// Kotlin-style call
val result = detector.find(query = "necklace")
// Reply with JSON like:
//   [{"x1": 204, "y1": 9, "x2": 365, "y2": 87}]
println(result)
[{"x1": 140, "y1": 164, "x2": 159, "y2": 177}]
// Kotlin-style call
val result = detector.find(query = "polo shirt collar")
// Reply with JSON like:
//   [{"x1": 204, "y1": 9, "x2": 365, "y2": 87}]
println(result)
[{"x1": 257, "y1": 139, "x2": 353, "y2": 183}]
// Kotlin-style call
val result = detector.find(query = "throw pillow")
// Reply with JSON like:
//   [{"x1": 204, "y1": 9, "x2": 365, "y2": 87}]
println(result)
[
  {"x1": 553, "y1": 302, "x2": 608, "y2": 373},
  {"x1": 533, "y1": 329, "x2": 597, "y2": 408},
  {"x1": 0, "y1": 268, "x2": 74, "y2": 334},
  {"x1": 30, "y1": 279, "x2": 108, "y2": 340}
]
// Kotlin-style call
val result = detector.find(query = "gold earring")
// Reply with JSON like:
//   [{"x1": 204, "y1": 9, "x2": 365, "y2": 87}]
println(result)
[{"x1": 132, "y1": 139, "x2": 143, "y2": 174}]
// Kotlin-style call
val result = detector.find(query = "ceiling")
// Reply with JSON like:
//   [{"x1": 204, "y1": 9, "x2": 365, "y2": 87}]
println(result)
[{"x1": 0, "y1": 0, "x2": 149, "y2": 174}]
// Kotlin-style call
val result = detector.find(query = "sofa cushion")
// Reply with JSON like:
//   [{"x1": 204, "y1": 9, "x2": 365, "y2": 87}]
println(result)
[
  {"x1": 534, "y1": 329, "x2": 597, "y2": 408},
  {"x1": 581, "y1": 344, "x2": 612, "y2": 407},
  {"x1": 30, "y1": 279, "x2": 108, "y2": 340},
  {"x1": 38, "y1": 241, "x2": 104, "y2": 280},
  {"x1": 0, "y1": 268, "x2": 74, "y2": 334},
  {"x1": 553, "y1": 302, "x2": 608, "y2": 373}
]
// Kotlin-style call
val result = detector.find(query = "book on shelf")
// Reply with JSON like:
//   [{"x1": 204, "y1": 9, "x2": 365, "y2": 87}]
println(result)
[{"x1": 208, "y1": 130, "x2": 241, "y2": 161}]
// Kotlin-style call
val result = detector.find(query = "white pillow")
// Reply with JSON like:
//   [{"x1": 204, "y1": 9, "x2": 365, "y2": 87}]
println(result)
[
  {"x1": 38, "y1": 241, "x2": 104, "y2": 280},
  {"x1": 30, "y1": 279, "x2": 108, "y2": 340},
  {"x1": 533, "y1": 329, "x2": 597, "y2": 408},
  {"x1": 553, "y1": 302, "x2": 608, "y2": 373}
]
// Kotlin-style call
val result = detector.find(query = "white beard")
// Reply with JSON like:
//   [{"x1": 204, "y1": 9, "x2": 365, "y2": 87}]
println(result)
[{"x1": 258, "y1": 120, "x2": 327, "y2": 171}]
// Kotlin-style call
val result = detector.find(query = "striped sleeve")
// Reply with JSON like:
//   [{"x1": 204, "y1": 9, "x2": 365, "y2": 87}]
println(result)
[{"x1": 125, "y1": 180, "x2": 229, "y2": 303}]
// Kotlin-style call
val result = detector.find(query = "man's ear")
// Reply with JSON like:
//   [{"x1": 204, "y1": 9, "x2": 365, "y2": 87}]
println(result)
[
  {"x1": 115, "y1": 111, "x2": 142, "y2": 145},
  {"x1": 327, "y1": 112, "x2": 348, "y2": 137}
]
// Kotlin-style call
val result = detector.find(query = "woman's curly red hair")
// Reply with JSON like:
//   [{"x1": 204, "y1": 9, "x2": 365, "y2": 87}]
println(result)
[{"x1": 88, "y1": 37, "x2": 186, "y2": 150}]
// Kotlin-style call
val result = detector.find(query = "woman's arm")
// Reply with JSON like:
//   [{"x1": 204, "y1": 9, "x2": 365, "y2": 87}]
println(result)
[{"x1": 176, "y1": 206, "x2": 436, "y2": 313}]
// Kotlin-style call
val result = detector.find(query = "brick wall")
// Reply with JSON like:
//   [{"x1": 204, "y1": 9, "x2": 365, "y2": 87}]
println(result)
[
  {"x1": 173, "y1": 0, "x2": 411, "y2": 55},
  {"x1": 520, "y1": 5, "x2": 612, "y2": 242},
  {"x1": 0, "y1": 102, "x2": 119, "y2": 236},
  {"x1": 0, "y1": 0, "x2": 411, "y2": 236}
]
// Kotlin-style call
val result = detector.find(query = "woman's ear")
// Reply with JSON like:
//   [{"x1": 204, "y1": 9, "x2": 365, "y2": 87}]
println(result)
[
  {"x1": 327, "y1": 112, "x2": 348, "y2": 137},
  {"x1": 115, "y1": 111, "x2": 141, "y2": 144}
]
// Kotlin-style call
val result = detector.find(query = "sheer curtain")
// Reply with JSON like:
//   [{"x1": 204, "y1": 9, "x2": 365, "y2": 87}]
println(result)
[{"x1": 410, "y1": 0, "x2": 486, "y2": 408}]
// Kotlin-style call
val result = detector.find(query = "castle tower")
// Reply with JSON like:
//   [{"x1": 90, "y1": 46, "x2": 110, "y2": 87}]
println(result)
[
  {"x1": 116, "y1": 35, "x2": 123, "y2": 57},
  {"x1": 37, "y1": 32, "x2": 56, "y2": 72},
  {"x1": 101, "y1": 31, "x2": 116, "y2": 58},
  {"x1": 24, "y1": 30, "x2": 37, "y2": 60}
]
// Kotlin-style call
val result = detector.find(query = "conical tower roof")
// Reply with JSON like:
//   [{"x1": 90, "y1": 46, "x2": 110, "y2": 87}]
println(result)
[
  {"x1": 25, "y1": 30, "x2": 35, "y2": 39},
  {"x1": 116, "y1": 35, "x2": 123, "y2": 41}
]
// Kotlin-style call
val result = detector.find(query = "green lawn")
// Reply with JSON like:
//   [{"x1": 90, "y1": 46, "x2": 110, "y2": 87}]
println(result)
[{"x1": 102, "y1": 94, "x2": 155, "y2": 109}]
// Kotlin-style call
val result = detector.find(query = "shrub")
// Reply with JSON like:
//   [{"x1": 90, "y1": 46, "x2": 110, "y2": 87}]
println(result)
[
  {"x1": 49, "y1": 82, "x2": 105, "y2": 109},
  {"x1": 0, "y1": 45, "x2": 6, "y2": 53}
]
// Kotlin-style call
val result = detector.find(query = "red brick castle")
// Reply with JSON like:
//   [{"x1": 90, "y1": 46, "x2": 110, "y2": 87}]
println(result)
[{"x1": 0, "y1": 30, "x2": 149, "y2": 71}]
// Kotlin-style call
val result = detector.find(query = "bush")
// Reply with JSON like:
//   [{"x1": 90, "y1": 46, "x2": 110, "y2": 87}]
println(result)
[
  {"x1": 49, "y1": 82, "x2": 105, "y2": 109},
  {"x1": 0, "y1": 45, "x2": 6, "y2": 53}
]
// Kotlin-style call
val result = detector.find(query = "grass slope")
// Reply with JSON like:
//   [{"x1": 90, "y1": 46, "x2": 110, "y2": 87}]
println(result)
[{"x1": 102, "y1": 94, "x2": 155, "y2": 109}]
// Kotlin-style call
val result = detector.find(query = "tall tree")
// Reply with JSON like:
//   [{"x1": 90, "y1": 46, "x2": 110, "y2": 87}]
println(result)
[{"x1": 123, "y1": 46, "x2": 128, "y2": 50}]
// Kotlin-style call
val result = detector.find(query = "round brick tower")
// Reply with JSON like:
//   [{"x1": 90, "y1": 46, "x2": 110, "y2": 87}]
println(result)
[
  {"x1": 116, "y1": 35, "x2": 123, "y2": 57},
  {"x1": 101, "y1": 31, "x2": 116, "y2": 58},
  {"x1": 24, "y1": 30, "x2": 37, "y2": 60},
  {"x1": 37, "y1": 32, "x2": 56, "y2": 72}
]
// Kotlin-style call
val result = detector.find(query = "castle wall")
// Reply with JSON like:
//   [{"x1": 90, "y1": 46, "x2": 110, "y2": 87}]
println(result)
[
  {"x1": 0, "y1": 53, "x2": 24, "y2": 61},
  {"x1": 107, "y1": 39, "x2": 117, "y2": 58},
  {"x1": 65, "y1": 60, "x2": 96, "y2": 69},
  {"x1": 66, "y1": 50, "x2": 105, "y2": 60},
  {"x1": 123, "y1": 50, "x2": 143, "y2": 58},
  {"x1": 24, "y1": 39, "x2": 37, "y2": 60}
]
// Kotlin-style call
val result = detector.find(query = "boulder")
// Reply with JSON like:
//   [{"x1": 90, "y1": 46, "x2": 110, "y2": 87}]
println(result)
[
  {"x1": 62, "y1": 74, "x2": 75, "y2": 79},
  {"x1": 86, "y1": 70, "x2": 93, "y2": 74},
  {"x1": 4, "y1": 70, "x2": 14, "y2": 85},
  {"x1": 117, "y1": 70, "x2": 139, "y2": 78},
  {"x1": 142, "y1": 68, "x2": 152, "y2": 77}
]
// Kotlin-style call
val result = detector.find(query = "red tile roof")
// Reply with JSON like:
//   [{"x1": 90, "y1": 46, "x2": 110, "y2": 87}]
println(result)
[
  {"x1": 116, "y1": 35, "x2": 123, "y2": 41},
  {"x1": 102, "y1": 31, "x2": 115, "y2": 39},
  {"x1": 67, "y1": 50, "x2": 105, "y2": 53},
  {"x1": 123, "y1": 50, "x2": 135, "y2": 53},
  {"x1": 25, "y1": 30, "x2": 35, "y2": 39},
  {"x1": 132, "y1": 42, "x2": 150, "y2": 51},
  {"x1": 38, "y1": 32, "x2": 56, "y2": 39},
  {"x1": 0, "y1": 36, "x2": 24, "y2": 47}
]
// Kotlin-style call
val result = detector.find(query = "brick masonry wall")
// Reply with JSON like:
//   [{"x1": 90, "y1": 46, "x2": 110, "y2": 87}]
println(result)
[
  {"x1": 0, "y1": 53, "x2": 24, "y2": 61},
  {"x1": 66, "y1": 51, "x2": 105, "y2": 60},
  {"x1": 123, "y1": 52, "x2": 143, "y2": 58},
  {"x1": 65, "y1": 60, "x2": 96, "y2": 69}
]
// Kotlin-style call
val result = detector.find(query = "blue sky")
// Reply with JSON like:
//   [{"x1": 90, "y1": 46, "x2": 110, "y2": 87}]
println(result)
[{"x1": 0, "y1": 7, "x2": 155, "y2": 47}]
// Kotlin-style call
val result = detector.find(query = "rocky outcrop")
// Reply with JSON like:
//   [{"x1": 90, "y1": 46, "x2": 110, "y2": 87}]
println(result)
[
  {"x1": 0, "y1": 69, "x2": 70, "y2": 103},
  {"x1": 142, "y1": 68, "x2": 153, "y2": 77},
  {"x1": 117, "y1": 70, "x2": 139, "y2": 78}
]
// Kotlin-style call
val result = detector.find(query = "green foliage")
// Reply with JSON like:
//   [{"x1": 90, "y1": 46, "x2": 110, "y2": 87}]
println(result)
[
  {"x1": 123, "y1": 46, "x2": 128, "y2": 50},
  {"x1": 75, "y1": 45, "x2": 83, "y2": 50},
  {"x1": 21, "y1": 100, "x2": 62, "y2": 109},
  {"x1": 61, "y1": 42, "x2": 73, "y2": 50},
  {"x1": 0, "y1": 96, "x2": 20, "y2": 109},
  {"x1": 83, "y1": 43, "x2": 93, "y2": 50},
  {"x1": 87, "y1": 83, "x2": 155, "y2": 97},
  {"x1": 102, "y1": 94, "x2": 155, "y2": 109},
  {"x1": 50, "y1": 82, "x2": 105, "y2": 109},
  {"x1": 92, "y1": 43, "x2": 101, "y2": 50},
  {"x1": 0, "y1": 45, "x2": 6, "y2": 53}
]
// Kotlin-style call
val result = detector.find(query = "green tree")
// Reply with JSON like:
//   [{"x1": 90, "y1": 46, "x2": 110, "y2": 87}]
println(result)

> Task instructions:
Which lines in the entries above contain the word "woman"? Return each of those lines in full.

> Finished task:
val result = detector.find(query = "woman's curly red hair")
val result = detector.find(query = "woman's arm")
val result = detector.find(query = "woman's ear")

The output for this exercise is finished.